__Exercise aim__. Determine how many lines in the listing below contain the string "round", treating uppercase and lowercase as distinct. Reply with the number alone.

════════════════════

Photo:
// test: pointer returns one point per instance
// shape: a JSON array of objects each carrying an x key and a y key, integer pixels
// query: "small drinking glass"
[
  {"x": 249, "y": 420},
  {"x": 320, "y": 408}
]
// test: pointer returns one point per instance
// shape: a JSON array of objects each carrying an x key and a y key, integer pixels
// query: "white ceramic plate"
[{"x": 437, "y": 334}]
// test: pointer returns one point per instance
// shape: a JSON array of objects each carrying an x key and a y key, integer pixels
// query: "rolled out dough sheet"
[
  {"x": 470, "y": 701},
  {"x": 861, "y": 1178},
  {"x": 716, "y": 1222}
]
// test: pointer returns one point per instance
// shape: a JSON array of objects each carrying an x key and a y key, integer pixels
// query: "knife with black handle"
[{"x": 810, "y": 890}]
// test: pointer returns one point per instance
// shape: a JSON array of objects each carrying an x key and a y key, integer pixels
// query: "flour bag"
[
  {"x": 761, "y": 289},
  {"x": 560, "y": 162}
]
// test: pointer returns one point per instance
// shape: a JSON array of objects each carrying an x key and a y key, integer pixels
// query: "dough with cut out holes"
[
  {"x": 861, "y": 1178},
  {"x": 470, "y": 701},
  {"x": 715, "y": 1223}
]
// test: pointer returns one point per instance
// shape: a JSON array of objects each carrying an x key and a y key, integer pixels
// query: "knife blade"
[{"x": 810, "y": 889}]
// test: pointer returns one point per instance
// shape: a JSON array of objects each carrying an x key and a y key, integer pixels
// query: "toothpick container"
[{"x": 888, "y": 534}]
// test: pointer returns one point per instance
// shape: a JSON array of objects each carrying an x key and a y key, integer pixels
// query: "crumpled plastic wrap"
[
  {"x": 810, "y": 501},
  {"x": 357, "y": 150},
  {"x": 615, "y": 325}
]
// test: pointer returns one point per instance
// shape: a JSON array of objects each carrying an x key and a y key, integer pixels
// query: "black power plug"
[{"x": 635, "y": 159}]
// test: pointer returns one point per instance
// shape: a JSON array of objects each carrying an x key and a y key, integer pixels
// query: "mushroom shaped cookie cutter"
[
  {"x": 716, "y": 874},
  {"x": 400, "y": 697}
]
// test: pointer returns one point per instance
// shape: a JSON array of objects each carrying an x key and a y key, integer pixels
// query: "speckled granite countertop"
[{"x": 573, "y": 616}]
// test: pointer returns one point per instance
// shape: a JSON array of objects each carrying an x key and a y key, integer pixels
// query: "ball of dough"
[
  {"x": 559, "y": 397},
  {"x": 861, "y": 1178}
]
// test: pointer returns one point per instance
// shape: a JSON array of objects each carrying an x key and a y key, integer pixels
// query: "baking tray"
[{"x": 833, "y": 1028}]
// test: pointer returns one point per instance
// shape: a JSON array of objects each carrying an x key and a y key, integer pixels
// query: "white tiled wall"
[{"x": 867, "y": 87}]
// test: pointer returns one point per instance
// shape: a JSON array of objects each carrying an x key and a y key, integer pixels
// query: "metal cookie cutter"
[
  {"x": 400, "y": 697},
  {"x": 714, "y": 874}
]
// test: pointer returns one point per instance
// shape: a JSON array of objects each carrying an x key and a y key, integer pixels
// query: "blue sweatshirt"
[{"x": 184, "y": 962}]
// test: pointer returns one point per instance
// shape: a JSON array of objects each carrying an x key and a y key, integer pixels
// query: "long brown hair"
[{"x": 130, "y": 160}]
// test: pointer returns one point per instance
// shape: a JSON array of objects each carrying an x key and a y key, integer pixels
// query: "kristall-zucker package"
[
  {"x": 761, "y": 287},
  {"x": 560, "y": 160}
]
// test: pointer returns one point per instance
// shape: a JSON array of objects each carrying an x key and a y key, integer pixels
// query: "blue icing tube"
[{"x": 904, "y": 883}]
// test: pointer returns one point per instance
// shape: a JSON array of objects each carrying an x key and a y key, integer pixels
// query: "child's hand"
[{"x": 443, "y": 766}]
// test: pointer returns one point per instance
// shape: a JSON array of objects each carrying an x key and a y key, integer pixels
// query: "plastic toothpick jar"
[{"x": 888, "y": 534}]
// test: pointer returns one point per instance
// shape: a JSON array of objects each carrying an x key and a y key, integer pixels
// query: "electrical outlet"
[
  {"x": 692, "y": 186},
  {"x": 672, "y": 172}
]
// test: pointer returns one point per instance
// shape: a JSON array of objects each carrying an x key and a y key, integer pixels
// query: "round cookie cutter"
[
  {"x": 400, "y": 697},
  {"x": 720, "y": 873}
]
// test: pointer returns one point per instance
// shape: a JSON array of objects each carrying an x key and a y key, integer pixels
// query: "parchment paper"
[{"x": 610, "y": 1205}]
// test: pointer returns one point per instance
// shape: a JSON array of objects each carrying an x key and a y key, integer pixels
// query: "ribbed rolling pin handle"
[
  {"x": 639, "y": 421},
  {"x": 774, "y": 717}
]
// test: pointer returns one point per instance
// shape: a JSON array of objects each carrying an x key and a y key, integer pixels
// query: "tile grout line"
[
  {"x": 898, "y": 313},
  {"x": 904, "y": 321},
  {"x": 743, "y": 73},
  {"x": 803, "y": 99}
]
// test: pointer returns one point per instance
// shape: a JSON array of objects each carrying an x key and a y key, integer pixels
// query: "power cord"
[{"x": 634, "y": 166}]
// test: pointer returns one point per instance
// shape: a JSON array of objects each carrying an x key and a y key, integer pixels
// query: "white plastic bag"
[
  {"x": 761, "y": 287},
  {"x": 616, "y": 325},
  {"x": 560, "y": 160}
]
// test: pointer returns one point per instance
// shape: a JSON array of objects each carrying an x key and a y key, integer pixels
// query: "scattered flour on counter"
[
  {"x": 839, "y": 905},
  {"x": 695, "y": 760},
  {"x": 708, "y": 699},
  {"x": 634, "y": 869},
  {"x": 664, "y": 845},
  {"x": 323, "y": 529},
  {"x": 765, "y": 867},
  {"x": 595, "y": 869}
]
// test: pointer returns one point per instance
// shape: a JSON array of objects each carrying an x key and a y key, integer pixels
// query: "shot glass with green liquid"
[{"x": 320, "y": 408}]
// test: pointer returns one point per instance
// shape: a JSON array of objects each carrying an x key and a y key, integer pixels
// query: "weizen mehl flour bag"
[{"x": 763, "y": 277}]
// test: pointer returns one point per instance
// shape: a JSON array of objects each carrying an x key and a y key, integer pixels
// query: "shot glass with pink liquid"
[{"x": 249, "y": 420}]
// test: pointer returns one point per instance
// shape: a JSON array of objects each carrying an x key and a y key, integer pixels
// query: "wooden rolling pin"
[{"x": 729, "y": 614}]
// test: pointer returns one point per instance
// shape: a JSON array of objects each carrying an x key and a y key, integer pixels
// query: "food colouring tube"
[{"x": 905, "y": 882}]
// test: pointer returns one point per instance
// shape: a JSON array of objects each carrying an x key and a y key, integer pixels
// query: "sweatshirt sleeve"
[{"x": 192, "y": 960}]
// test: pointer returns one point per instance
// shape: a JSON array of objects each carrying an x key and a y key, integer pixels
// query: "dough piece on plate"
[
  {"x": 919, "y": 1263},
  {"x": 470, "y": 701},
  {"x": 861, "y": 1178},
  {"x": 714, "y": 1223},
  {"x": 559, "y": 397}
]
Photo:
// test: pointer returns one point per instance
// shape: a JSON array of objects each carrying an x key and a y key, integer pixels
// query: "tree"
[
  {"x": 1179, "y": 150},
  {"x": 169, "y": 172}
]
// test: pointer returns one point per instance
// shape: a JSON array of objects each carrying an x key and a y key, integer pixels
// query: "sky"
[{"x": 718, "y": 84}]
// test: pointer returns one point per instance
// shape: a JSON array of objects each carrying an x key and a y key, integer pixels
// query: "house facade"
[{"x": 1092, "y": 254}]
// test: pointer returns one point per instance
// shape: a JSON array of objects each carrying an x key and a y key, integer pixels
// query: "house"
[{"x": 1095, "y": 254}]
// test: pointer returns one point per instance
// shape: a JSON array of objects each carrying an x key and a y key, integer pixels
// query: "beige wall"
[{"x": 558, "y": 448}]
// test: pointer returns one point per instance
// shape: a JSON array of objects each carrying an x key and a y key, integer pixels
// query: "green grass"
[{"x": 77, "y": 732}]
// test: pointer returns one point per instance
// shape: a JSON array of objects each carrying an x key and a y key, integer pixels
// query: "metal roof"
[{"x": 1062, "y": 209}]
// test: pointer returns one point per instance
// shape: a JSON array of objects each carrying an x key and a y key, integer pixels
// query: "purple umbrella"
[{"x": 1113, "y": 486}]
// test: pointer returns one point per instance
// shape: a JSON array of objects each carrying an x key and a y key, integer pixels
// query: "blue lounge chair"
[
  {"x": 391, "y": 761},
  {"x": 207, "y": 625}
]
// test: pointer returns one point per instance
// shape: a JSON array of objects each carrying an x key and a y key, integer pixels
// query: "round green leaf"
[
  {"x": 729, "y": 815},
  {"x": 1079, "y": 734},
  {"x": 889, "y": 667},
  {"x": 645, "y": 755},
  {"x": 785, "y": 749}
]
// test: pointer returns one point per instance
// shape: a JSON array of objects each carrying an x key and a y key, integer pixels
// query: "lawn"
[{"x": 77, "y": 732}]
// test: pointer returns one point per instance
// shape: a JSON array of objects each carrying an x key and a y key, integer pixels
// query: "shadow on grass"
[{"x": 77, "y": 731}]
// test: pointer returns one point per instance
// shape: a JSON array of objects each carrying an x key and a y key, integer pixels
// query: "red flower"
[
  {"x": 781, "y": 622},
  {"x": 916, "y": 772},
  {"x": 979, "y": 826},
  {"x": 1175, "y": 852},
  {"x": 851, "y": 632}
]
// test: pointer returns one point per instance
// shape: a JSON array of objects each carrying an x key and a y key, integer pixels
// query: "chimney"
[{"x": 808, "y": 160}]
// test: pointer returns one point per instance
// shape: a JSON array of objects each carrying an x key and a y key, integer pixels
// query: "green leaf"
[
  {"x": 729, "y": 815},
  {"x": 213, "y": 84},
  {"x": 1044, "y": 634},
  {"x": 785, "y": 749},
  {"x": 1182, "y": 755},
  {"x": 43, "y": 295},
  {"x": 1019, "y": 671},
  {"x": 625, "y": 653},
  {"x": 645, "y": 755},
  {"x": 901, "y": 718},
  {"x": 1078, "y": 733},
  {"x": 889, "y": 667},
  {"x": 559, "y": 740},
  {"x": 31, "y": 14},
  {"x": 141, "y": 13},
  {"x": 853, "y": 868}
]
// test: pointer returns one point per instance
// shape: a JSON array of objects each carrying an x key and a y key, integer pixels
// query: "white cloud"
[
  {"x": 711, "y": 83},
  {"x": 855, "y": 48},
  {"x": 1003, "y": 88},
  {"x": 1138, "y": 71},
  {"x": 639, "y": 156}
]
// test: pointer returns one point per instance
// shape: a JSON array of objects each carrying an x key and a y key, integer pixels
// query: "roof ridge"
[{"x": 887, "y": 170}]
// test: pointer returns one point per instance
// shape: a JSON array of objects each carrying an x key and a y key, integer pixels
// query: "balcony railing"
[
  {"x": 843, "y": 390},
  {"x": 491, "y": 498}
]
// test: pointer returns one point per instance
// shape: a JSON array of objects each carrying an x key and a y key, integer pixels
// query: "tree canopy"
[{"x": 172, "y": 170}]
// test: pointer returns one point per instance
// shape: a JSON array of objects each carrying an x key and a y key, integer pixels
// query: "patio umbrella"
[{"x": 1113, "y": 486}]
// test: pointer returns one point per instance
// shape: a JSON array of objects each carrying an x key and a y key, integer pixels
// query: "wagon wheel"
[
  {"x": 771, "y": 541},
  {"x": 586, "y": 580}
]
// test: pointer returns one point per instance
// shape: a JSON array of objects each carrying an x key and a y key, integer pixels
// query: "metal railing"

════════════════════

__Written reply__. 2